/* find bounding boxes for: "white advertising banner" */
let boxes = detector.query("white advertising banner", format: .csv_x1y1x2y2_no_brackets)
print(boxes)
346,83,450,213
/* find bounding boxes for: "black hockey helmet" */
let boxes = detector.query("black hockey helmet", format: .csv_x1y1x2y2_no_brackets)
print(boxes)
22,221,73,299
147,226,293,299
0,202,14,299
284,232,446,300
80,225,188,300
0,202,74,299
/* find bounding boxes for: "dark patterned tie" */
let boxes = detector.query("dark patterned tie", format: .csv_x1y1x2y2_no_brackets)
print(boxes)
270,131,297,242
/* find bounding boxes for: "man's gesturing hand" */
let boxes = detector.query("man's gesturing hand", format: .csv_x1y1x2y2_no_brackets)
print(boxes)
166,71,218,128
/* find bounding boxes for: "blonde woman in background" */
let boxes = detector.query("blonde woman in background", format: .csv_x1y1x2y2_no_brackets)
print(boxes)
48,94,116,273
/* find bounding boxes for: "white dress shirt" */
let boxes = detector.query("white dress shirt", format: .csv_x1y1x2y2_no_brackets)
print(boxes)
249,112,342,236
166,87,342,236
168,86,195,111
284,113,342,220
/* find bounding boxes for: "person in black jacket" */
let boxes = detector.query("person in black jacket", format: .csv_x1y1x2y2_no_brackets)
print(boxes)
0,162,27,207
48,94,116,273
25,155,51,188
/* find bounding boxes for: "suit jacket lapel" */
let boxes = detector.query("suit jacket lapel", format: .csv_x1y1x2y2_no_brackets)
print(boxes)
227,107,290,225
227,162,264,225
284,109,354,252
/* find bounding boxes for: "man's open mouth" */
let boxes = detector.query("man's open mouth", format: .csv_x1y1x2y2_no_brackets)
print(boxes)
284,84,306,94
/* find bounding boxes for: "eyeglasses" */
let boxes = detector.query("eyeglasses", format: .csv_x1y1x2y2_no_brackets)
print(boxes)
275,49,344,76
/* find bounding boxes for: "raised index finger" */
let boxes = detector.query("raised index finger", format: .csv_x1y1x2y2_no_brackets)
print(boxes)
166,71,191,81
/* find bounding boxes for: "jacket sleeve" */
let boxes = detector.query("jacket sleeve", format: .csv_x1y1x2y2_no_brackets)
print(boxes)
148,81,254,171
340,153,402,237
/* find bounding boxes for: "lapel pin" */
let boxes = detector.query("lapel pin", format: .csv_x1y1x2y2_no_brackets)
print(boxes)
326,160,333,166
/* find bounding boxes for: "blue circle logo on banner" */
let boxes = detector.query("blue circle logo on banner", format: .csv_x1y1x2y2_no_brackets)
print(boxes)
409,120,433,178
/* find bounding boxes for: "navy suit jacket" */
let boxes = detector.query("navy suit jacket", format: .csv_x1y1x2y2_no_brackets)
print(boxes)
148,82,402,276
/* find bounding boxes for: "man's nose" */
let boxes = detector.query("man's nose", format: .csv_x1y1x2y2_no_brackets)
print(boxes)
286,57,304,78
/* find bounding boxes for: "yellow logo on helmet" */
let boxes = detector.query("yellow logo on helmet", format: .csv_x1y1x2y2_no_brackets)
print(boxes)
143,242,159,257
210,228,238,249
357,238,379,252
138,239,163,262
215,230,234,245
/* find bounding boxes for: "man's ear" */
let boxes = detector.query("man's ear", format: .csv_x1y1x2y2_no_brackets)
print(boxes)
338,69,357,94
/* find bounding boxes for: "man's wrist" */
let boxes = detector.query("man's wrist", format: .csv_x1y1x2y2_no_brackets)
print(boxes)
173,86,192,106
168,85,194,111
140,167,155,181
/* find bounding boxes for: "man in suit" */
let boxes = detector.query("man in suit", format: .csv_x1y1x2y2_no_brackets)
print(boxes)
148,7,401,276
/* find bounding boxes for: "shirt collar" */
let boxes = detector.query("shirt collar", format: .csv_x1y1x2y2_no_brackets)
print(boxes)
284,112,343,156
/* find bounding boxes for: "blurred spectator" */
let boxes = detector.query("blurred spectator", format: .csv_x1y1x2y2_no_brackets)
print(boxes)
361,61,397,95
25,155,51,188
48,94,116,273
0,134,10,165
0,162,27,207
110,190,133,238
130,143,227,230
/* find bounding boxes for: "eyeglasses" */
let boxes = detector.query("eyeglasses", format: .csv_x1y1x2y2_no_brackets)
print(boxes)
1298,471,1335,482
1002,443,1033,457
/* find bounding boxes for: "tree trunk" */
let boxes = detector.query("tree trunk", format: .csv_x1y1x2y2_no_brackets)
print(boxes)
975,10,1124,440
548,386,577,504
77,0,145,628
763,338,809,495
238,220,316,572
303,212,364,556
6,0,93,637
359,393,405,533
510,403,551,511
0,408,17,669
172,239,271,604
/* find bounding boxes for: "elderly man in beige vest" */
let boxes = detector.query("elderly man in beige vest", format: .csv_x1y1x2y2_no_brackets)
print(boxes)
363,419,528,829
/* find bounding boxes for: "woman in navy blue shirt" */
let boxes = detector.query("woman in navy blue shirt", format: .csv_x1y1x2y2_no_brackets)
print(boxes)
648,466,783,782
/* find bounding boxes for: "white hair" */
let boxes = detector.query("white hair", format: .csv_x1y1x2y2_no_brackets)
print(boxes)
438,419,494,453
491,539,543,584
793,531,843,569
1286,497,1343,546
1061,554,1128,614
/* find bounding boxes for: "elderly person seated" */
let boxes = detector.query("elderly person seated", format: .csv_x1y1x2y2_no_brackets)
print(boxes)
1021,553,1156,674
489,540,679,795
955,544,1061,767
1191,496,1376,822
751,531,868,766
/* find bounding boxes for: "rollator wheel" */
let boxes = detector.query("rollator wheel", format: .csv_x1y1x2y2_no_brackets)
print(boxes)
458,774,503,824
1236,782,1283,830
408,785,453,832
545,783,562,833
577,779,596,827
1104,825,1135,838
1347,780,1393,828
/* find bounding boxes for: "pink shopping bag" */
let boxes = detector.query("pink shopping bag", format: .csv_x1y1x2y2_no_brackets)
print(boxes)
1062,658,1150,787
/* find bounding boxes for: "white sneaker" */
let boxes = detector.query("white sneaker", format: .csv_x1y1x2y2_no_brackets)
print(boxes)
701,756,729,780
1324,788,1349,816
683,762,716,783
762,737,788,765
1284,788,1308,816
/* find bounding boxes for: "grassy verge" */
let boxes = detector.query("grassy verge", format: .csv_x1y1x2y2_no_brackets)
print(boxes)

= What to do =
Every line above is to be transcribed exactly, with nothing missed.

= Solution to this exercise =
/* find bounding boxes for: "white advertising banner" */
let boxes = detector.query("white advertising banner", format: .csv_x1y1x2y2_no_brackets)
print(boxes)
346,83,450,213
/* find bounding boxes for: "black hockey helmet" */
let boxes = detector.query("black hockey helmet", format: .csv_x1y1x2y2_no_brackets)
print(boxes)
22,221,73,299
147,226,293,299
0,202,14,299
284,232,446,300
80,225,188,300
0,202,74,299
/* find bounding boxes for: "dark patterned tie" */
let boxes = detector.query("dark patterned tie", format: .csv_x1y1x2y2_no_brackets)
print(boxes)
270,131,297,242
/* find bounding boxes for: "man's gesturing hand" */
let boxes = detector.query("man's gesturing hand", format: .csv_x1y1x2y2_no_brackets)
print(boxes)
166,71,218,128
/* find bounding boxes for: "blonde woman in background" */
let boxes = detector.query("blonde woman in background", format: .csv_x1y1x2y2_no_brackets)
print(boxes)
48,94,116,273
/* find bounding boxes for: "white dress shirt" */
let boxes = detector.query("white dress shirt", format: .csv_x1y1x2y2_no_brackets)
print(boxes)
249,112,342,236
166,87,342,236
168,86,195,111
284,113,342,220
/* find bounding boxes for: "person in black jacket" */
let boxes = detector.query("person in black jacket", format: .csv_x1y1x2y2_no_brackets)
print(boxes)
0,162,27,207
48,94,116,273
25,155,51,188
/* find bounding boxes for: "suit jacket lapel" */
let boxes = detector.query("suit jacket lapel", format: .csv_x1y1x2y2_no_brackets)
print(boxes)
227,107,290,225
227,162,264,225
284,109,354,252
/* find bounding boxes for: "man's open mouth" */
let boxes = detector.query("man's open mouth", format: .csv_x1y1x2y2_no_brackets)
print(boxes)
284,84,306,94
/* find bounding boxes for: "eyeglasses" */
let boxes = detector.query("eyeglasses", format: .csv_x1y1x2y2_no_brackets)
print(boxes)
275,49,344,76
/* find bounding boxes for: "raised index finger" */
let boxes = detector.query("raised index finger", format: .csv_x1y1x2y2_no_brackets)
print(boxes)
166,71,191,81
/* find bounding boxes for: "jacket sleeve" */
let boxes = detector.query("jacket sleeve", format: .csv_x1y1x2y2_no_brackets)
print(boxes)
148,81,254,171
340,153,402,237
/* find bounding boxes for: "lapel pin" */
let boxes = detector.query("lapel pin", format: .csv_x1y1x2y2_no_brackets)
print(boxes)
326,160,333,166
/* find bounding boxes for: "blue circle logo on banner" */
let boxes = detector.query("blue circle logo on banner", format: .csv_x1y1x2y2_no_brackets)
print(boxes)
409,120,433,178
/* find bounding boxes for: "navy suit jacket" */
let boxes = detector.query("navy suit jacket", format: .csv_x1y1x2y2_no_brackets)
print(boxes)
148,82,402,276
/* find bounding boxes for: "man's nose" */
let boxes = detector.query("man's nose", format: .csv_x1y1x2y2_no_brackets)
print(boxes)
286,57,304,78
/* find bounding boxes for: "yellow logo on helmet" */
let boxes = detector.query("yellow logo on helmet", format: .csv_x1y1x2y2_no_brackets)
print(boxes)
143,242,159,257
210,228,238,249
357,238,379,252
138,239,163,262
215,230,234,245
/* find bounding boxes for: "man's ear" */
let boxes = detector.query("man's ear", format: .csv_x1y1x2y2_no_brackets)
print(boxes)
338,69,357,94
/* find bounding boxes for: "man's wrist" */
let boxes = detector.query("man's wrist", format: .csv_x1y1x2y2_no_brackets)
print(boxes)
173,86,192,106
168,85,194,111
140,167,155,181
/* find bounding boxes for: "man in suit" */
let boxes = detector.query("man in suit", format: .csv_x1y1x2y2_no_brackets)
print(boxes)
148,7,401,276
/* find bounding boxes for: "shirt collar" */
let boxes = detector.query("shirt collar", format: .csv_x1y1x2y2_no_brackets)
print(boxes)
284,112,343,156
/* find bounding boxes for: "blurred spectator" */
let boxes = detector.query("blurred spectator", format: .csv_x1y1x2y2_no_brackets)
print(boxes)
361,61,397,95
25,155,51,188
48,94,116,273
0,134,10,165
0,162,27,207
110,190,133,238
130,143,227,230
/* find bounding boxes for: "eyeglasses" */
let boxes = detector.query("eyeglasses", format: .csv_x1y1x2y2_no_brackets)
print(boxes)
1298,471,1335,482
1002,443,1033,457
/* find bounding boxes for: "tree trunk" */
let boxes = detector.query("tree trunk", format: .csv_x1y1x2y2_no_brackets)
print(boxes)
975,10,1124,440
548,386,577,504
77,0,145,628
763,338,809,495
238,220,316,572
303,212,364,556
6,0,93,637
359,393,405,533
510,403,551,511
0,408,17,669
172,239,271,604
/* find bounding boxes for: "elderly man in beige vest" */
let boxes = detector.query("elderly man in beige vest", format: .csv_x1y1x2y2_no_brackets)
print(boxes)
363,419,528,829
/* find bounding boxes for: "woman in navy blue shirt" */
let boxes = detector.query("woman in navy blue shirt", format: .csv_x1y1x2y2_no_brackets)
print(boxes)
648,466,783,782
/* find bounding boxes for: "white hair" */
let boxes = detector.query("white hair", format: .csv_x1y1x2y2_no_brackets)
print(boxes)
438,419,494,453
491,539,543,584
793,531,843,569
1286,497,1343,546
1061,554,1128,614
/* find bounding boxes for: "elderly person seated" */
let boxes = detector.query("elderly person seated", format: .csv_x1y1x2y2_no_brackets)
print(boxes)
1021,553,1156,674
489,540,679,795
955,544,1061,767
1191,496,1376,822
751,531,868,766
/* find bounding boxes for: "rollator wheel" */
let boxes = detector.query("rollator wheel", format: .csv_x1y1x2y2_no_brackets)
print(boxes)
458,774,503,824
1236,782,1283,830
408,785,453,832
545,783,562,833
577,779,596,827
1104,825,1135,838
1347,780,1393,828
/* find bounding boxes for: "pink shopping bag" */
let boxes = detector.query("pink shopping bag", format: .csv_x1y1x2y2_no_brackets)
print(boxes)
1062,658,1150,787
/* find bounding boxes for: "white sneaker" */
let boxes = detector.query("white sneaker", format: .csv_x1y1x2y2_no_brackets)
print(boxes)
701,756,729,780
1324,788,1349,816
683,762,716,783
762,737,788,765
1284,788,1308,816
/* find bounding boxes for: "grassy verge" */
let boxes = detector.query("grassy verge", format: .csv_x1y1x2y2_no_brackets)
print(boxes)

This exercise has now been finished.